▶ REQUIRED WORK:
Scan the data below for lines holding the word "tree", and copy each line found.

*** RECORD SET ***

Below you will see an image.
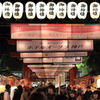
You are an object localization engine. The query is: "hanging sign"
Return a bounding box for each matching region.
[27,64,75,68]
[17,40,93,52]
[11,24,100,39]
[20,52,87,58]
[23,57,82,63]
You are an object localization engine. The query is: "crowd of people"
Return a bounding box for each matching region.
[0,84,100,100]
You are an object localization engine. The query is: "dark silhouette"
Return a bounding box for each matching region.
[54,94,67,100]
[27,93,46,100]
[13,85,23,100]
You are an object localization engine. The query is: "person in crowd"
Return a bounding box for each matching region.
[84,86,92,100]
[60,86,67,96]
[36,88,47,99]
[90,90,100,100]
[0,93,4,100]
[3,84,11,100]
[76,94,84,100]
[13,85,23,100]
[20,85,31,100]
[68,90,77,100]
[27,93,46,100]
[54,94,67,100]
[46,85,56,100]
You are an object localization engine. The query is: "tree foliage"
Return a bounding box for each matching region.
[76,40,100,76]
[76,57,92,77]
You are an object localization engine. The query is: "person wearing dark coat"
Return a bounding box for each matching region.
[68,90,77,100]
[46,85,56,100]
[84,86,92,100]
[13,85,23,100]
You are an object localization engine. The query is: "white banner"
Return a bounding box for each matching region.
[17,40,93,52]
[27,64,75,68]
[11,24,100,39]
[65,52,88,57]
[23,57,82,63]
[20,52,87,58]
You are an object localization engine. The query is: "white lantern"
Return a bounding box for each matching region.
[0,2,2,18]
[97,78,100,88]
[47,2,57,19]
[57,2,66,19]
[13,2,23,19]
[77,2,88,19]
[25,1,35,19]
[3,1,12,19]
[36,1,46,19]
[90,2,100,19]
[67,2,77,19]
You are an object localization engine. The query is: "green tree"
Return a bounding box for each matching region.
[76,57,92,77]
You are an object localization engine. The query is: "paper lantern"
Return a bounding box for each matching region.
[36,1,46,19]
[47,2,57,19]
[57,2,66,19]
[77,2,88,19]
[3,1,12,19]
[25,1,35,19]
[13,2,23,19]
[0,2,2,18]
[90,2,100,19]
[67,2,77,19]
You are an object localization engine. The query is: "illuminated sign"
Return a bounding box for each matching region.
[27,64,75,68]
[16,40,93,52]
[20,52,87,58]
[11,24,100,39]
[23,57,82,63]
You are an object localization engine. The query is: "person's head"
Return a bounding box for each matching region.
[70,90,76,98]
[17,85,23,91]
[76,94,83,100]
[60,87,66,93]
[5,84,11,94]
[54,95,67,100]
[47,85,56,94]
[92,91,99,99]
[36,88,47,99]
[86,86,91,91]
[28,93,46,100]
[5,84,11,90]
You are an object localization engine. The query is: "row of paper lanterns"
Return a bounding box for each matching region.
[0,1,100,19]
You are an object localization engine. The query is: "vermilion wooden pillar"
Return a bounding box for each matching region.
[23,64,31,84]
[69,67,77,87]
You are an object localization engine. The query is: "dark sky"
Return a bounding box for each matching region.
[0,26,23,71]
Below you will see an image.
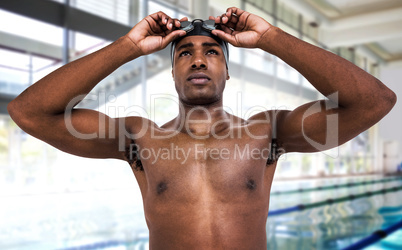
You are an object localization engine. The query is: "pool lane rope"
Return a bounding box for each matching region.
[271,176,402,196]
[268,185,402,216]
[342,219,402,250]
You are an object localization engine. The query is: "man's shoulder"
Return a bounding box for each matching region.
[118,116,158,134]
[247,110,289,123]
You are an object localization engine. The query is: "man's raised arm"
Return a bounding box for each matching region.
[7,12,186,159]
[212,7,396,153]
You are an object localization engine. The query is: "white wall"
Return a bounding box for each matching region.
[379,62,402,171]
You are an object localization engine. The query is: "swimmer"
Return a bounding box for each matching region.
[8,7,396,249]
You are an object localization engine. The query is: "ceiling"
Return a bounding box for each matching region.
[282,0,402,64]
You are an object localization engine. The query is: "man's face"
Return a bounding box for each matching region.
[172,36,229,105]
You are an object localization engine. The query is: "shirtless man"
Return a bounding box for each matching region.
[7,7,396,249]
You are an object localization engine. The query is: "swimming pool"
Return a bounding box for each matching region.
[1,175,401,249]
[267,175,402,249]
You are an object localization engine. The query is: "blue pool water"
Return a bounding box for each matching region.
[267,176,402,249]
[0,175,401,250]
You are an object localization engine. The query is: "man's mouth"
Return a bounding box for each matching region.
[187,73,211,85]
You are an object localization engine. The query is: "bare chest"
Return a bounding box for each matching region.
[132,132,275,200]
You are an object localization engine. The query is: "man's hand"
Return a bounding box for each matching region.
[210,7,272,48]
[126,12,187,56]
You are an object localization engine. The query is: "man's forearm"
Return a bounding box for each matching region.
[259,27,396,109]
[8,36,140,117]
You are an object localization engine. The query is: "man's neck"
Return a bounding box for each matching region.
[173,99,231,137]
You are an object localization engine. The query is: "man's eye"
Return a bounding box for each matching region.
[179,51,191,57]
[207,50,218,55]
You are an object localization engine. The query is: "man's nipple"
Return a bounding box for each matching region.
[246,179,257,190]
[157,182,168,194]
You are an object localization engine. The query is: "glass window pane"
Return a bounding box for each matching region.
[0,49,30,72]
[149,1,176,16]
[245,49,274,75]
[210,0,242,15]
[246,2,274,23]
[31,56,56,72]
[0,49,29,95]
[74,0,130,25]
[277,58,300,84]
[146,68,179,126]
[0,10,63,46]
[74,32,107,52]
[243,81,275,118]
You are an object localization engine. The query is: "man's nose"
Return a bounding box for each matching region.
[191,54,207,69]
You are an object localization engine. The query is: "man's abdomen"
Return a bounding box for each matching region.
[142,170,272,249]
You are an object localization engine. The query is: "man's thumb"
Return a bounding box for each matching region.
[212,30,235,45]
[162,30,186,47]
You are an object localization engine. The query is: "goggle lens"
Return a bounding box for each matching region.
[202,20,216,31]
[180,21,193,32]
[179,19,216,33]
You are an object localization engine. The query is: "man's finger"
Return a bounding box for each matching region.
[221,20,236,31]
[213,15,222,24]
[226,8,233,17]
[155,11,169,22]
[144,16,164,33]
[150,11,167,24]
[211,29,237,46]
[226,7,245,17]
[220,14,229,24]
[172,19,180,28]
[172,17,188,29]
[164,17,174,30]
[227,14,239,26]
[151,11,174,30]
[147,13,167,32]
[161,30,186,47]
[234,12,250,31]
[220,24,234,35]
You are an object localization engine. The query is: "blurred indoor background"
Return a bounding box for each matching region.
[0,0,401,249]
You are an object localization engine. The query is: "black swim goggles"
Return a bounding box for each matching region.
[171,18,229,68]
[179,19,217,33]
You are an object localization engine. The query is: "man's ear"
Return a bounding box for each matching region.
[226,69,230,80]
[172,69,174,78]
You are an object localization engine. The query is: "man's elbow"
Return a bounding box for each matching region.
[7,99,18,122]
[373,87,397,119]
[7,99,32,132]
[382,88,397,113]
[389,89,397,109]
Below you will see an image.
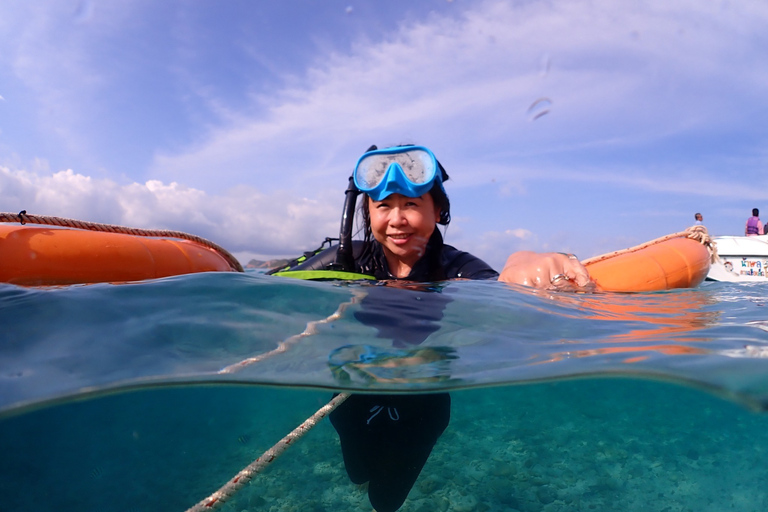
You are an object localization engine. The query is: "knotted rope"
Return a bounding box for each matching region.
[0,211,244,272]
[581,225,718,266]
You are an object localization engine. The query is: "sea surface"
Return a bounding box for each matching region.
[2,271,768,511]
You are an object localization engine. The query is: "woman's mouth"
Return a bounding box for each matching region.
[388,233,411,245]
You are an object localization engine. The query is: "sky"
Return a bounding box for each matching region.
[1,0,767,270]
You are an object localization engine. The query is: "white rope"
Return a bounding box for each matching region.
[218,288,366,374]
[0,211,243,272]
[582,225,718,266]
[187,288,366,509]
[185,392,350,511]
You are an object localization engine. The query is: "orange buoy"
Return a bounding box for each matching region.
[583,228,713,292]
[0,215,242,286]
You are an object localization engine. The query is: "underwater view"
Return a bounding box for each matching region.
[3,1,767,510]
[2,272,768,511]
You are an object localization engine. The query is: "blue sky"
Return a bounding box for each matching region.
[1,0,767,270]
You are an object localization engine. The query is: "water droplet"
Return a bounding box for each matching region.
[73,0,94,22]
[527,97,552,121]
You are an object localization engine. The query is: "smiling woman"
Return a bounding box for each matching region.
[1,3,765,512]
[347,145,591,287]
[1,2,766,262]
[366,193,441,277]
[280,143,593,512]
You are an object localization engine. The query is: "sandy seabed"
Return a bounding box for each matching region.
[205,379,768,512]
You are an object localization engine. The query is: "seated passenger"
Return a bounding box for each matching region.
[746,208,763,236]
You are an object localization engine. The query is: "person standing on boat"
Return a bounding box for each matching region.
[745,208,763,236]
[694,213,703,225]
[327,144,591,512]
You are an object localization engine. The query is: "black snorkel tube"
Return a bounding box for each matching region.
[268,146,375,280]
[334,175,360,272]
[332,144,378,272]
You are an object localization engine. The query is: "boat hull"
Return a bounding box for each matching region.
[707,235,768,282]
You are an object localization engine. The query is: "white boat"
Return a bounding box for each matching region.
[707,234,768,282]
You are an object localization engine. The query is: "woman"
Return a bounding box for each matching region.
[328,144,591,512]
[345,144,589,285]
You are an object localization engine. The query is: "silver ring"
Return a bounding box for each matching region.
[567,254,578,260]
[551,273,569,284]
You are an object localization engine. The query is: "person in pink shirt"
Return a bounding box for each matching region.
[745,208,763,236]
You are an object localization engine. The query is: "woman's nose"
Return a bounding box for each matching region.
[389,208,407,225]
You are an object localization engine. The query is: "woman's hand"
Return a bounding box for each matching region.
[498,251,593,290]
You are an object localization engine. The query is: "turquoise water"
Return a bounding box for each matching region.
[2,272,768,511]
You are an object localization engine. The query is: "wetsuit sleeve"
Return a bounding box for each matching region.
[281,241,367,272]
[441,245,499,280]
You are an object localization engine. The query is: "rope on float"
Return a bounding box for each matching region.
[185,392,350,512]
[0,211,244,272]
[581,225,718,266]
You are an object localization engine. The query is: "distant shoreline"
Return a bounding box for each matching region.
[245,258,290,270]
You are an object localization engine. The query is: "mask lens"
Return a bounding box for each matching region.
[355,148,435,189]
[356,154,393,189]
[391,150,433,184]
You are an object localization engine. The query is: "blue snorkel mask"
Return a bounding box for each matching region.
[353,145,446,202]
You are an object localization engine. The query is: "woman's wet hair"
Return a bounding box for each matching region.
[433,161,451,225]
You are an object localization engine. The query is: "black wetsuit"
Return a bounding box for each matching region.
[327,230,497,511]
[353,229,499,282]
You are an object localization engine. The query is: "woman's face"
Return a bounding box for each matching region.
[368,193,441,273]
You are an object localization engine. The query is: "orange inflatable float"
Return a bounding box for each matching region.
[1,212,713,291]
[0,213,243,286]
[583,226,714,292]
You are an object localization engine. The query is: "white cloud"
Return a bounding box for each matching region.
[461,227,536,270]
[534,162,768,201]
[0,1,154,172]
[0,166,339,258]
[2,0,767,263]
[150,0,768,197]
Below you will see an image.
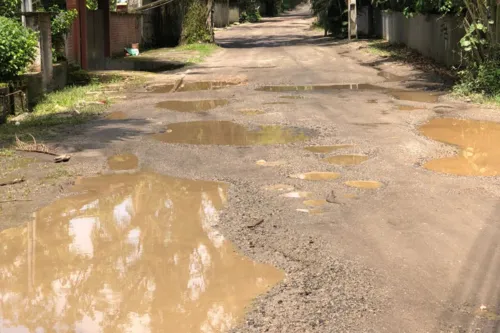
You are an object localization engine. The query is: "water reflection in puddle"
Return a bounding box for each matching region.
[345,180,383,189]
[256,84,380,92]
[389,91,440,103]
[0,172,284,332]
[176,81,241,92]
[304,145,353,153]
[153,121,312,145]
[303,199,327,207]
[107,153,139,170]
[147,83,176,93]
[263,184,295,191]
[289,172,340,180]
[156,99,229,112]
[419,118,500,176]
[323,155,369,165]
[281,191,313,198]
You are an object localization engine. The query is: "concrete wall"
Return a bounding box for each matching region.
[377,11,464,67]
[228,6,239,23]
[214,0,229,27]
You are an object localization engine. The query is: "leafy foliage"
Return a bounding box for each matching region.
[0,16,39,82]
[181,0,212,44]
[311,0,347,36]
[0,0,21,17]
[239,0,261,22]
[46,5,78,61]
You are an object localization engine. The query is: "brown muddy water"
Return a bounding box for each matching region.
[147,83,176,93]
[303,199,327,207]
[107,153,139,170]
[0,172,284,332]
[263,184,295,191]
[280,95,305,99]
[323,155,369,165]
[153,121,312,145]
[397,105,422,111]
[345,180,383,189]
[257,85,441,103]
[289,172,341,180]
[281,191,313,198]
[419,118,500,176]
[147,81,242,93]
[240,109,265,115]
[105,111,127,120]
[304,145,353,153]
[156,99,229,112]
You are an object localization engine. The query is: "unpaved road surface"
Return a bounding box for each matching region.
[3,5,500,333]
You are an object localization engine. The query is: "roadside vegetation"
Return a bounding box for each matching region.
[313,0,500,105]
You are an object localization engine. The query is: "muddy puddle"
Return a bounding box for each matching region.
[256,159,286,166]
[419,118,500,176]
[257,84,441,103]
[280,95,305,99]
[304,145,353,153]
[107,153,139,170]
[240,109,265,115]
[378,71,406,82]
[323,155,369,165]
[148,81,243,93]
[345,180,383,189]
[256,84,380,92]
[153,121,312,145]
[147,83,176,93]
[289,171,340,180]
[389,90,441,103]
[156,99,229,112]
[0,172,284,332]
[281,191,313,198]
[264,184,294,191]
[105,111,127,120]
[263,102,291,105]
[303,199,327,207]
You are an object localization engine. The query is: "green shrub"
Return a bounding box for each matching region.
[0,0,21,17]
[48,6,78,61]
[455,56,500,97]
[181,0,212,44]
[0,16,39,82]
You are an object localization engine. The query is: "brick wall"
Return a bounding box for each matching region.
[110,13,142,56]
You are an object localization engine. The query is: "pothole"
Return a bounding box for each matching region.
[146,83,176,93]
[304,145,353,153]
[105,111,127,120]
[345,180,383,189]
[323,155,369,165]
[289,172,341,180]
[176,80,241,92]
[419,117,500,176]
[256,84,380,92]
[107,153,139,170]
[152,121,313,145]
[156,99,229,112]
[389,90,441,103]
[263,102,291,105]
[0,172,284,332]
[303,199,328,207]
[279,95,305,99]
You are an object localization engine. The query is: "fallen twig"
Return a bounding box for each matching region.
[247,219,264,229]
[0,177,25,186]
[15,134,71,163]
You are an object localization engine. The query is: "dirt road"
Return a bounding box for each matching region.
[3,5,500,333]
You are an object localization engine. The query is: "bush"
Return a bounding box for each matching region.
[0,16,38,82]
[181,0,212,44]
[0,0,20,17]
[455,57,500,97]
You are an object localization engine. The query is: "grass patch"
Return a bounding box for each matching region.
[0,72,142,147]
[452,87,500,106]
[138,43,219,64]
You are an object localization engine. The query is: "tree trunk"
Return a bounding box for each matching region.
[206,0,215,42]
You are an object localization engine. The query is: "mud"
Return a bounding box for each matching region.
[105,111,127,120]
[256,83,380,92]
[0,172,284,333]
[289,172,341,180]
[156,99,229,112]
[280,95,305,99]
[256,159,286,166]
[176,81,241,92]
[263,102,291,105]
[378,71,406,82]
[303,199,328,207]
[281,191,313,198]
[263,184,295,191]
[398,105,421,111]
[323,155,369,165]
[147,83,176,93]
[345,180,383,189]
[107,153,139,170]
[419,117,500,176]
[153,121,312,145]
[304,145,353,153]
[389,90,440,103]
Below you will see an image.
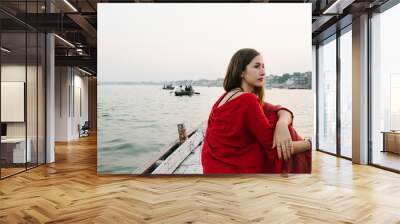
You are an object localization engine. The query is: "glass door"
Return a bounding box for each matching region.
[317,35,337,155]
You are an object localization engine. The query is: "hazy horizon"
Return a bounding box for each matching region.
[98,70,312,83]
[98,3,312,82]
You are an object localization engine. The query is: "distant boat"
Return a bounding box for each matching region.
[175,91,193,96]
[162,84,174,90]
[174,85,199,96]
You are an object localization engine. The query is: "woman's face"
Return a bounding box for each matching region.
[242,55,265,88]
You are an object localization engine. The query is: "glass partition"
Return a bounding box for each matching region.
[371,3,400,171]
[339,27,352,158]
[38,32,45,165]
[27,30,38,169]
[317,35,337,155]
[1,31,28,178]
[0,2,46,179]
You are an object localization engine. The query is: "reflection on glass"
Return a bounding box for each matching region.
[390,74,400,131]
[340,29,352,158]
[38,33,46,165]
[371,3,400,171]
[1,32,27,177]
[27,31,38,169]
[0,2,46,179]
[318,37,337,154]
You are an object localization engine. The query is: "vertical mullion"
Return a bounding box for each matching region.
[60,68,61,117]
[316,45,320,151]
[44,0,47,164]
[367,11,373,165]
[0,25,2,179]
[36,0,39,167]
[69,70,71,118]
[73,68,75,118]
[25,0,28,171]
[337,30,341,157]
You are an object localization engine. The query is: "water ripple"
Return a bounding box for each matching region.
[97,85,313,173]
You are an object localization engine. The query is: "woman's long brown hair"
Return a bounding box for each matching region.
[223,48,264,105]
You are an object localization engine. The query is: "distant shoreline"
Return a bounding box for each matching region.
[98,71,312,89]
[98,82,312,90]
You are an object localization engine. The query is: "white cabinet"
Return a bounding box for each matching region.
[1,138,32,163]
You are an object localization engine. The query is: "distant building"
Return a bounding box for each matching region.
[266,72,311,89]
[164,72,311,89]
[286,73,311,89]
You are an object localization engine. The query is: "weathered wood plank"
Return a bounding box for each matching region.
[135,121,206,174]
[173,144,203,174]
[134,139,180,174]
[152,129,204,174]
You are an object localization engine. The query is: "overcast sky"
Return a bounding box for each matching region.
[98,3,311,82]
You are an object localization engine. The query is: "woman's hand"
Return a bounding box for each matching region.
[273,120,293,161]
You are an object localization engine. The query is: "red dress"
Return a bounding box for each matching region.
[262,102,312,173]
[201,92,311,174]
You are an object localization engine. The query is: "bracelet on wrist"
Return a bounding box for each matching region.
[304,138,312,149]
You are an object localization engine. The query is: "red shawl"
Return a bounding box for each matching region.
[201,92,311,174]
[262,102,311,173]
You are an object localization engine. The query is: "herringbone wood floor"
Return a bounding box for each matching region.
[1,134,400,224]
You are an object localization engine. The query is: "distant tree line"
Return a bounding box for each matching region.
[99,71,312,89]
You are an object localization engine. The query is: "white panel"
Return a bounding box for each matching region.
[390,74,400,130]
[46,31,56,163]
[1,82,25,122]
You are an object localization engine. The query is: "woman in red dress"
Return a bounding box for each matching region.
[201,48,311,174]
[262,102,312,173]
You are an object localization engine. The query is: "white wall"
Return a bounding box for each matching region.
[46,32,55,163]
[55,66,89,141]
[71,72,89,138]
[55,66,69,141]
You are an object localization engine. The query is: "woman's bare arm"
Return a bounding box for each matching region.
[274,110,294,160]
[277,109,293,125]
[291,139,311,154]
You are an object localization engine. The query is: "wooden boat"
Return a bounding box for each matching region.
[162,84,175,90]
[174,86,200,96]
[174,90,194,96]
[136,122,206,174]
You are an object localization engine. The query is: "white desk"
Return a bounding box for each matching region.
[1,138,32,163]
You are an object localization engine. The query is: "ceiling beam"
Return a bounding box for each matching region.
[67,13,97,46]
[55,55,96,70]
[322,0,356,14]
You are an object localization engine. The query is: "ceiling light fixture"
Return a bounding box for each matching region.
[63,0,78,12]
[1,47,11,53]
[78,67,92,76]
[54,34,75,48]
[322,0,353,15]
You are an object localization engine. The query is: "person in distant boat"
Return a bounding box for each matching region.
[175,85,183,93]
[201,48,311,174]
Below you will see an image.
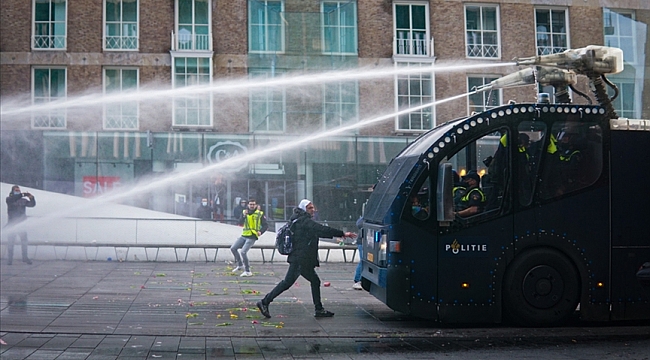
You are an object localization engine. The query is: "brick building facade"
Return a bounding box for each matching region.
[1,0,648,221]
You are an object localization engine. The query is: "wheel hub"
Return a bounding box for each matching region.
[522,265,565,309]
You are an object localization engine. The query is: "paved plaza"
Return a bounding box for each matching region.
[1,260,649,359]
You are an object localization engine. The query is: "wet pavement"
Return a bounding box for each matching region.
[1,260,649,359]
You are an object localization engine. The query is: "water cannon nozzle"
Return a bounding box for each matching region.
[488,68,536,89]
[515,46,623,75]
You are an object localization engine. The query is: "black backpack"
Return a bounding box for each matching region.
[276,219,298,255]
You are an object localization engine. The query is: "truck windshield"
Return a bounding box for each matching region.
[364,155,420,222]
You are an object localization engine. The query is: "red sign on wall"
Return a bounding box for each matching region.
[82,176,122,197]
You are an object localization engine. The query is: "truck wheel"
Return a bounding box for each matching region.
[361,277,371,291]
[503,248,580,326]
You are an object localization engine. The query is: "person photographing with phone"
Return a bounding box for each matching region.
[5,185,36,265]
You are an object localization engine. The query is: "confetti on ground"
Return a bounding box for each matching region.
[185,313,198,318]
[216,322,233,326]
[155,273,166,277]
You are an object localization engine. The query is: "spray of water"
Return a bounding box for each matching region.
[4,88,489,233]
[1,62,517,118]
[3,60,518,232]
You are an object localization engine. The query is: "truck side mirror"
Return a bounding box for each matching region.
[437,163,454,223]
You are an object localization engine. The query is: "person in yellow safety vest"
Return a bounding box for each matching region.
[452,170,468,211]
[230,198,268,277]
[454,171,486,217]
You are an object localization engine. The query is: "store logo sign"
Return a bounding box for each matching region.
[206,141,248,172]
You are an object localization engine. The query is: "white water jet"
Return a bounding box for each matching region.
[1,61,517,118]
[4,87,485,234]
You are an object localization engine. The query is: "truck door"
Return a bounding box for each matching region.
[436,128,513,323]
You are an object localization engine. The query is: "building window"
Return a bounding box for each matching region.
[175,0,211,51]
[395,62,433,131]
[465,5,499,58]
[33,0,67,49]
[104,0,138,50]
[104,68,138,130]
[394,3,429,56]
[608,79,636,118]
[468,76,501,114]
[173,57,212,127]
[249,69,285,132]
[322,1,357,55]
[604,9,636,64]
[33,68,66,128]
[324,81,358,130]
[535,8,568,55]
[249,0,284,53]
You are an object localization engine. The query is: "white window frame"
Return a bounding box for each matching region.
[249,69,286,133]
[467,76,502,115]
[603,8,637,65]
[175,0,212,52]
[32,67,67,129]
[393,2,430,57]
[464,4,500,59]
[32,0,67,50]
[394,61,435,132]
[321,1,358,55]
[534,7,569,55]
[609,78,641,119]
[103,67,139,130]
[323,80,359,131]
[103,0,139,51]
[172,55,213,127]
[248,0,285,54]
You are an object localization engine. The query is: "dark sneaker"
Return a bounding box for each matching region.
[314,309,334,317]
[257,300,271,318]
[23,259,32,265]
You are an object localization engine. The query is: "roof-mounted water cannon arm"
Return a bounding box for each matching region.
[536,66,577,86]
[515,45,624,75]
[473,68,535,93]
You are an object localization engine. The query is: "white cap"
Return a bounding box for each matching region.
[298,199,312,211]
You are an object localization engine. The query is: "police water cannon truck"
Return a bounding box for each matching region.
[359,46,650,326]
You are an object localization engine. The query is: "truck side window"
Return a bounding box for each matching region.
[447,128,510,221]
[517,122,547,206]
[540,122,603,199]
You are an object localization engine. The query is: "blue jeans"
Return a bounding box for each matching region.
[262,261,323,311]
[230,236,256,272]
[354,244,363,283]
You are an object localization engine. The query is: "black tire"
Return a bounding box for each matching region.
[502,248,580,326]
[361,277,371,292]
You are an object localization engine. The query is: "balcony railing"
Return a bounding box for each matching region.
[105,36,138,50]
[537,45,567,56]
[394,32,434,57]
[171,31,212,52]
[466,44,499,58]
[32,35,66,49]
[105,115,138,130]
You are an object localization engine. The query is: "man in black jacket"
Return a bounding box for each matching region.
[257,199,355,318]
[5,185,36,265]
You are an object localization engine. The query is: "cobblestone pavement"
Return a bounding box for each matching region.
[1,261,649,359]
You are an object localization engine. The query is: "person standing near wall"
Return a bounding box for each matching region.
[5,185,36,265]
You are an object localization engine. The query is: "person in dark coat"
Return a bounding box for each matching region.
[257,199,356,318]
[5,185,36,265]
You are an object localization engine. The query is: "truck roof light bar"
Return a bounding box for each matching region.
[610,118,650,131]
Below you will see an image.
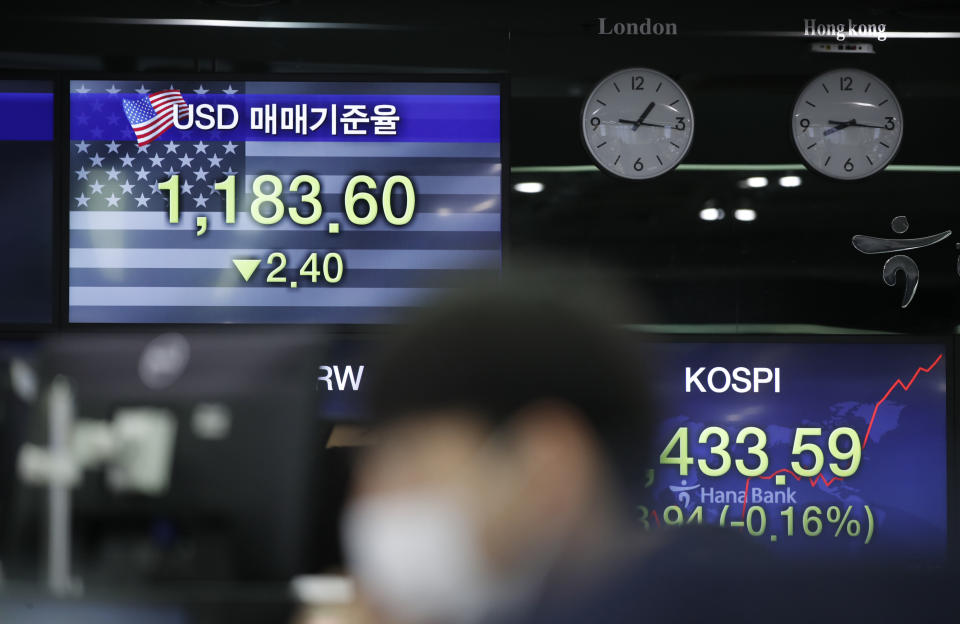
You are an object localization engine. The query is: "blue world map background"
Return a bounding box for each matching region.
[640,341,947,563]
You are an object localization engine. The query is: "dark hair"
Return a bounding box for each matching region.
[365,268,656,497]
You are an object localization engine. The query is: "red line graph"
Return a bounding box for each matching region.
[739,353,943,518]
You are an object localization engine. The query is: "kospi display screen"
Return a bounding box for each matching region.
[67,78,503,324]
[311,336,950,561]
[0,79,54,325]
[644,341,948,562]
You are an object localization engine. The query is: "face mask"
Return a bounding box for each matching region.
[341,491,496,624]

***

▶ WRITTEN RESPONSE:
You are an object localization engine. The query is: "tree foliage"
You are an object localization engine. The query is: "green tree"
You are an object localization engine. The query is: "tree trunk"
You are an object localization engine. The query is: "distant tree line"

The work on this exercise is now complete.